[Collection entries]
===

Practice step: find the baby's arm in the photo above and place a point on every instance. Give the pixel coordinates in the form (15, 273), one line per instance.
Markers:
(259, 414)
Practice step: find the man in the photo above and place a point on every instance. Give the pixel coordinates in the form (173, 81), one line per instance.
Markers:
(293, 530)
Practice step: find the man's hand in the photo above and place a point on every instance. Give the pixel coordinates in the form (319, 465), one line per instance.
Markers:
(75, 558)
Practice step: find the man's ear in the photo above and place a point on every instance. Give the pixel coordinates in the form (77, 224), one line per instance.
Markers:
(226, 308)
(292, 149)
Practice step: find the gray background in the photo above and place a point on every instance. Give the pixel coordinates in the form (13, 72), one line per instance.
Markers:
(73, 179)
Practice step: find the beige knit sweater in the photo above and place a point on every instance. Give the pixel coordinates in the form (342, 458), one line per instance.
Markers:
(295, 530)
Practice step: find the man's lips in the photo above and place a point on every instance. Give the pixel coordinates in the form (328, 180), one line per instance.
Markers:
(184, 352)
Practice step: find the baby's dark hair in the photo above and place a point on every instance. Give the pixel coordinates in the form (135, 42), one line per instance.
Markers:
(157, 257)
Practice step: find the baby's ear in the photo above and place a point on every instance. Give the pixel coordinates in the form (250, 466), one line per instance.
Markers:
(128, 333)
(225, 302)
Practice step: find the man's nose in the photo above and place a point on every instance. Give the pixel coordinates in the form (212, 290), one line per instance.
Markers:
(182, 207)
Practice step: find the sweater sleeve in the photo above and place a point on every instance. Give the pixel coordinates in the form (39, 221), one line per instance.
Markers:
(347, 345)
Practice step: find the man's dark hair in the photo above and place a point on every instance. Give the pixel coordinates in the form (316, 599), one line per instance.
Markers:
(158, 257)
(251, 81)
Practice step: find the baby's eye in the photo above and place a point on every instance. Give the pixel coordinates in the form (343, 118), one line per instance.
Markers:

===

## [WRITTEN PROBLEM]
Each line in the material above must be retyped without alteration.

## [SOLUTION TO THIS TASK]
Practice step: find the baby's arm in the photo above and place a point on every instance. Give the pixel coordinates in the form (15, 273), one line per instance.
Markers:
(259, 414)
Practice step: find the man in the photo above and place a point on every instance. Give the pixel coordinates in the form (173, 81), one line per instance.
Markers:
(293, 530)
Practice step: find the man's hand in the photo above and place a point on every instance. Give the pixel coordinates in the form (319, 465), one line per instance.
Markers:
(75, 558)
Practice step: find the man's ear in the photo above and place a point on every instance. Give the pixel coordinates in the form (77, 224), one line per instance.
Markers:
(226, 308)
(292, 149)
Practice step: find the gray background in the photo above and place a point on every instance. Give the pixel coordinates in the form (13, 72), one line per instance.
Markers:
(73, 179)
Practice step: find the beige knit sweater in the photo above and place a point on every instance. Give the pixel coordinates in the form (342, 458), one line per instance.
Markers:
(295, 530)
Practice step: find the man's lips in the photo above and place a point on every instance. Give the pixel coordinates in the form (328, 180), one line per instance.
Markers:
(184, 352)
Practice step: find the baby's dark hair in the photo above and place a point on every instance. Give the pixel coordinates in the form (135, 42), one line per instance.
Markers:
(157, 257)
Practice step: find the baby's ear in the photo above and place a point on every instance. Give the pixel coordinates in the form (250, 466), one line per instance.
Markers:
(128, 333)
(225, 302)
Practice step: find the man's nose in the photo above and place a point on every instance. Give the pixel coordinates in the form (212, 290), one line per instance.
Markers:
(182, 207)
Practice step: find the sweater sleeve in the photo above and place a point on every instance. Give the pixel coordinates in the form (39, 221), one line per instance.
Markers:
(347, 345)
Practice step: find the man's dark hair in the photo above and place a point on every instance. Give the pixel coordinates in the form (316, 599), one line per instance.
Markers:
(158, 257)
(251, 81)
Practice step: find the baby's eye in the photo above and place a point on every instance. Give the pixel coordinates in the form (343, 118), one line per instance.
Markers:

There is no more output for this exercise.